Task
Could you give the lines again, starting at the beginning of the entries and running through the line containing "Give the outline of every instance of the mug", with "separate parts" swapped for "disjoint parts" and nothing else changed? Leave the pictures out of your answer.

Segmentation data
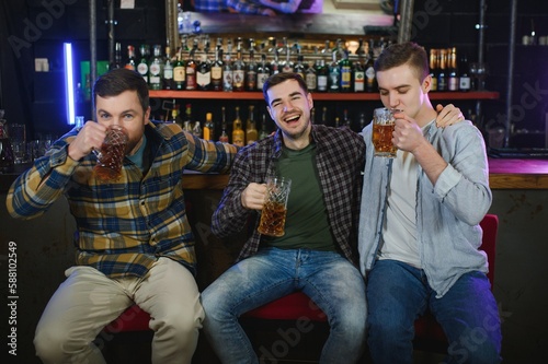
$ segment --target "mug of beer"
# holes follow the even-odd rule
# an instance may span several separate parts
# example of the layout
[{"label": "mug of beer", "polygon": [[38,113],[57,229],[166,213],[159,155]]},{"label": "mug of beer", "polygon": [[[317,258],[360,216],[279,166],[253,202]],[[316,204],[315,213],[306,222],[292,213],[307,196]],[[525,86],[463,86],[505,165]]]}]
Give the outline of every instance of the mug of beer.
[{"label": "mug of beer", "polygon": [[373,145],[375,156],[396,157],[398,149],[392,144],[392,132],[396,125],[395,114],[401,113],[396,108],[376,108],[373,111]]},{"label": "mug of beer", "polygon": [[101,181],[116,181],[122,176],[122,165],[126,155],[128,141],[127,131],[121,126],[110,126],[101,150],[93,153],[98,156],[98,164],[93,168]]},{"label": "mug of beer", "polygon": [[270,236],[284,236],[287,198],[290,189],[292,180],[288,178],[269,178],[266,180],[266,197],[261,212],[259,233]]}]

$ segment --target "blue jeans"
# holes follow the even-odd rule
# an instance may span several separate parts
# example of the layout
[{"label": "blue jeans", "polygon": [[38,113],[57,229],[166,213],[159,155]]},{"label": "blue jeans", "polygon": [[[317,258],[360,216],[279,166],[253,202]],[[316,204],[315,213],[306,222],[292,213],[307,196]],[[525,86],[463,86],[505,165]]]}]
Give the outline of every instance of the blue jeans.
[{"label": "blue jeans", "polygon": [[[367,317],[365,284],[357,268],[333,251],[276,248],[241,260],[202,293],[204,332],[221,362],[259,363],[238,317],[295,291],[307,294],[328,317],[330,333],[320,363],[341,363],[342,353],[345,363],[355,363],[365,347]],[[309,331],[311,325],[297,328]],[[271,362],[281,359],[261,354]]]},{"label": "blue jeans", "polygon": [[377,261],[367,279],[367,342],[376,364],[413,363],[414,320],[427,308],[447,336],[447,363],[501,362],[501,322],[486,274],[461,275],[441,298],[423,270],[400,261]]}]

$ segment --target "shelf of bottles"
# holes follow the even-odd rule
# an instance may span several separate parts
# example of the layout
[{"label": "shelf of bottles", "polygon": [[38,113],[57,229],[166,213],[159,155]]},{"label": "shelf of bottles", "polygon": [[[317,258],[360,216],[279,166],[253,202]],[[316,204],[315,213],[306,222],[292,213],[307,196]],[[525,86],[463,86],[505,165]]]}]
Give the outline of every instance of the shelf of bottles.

Complete output
$ segment --target "mug of beer"
# holes follow the even-odd rule
# an instance may span several disjoint parts
# example of the layout
[{"label": "mug of beer", "polygon": [[38,113],[57,229],[166,213],[159,155]]},{"label": "mug of beer", "polygon": [[[317,258],[360,216],[279,166],[253,202]],[[316,204],[315,213],[306,222],[292,213],[307,196]],[[525,86],[463,86],[505,165]]]}]
Give the outline of every instance of the mug of beer.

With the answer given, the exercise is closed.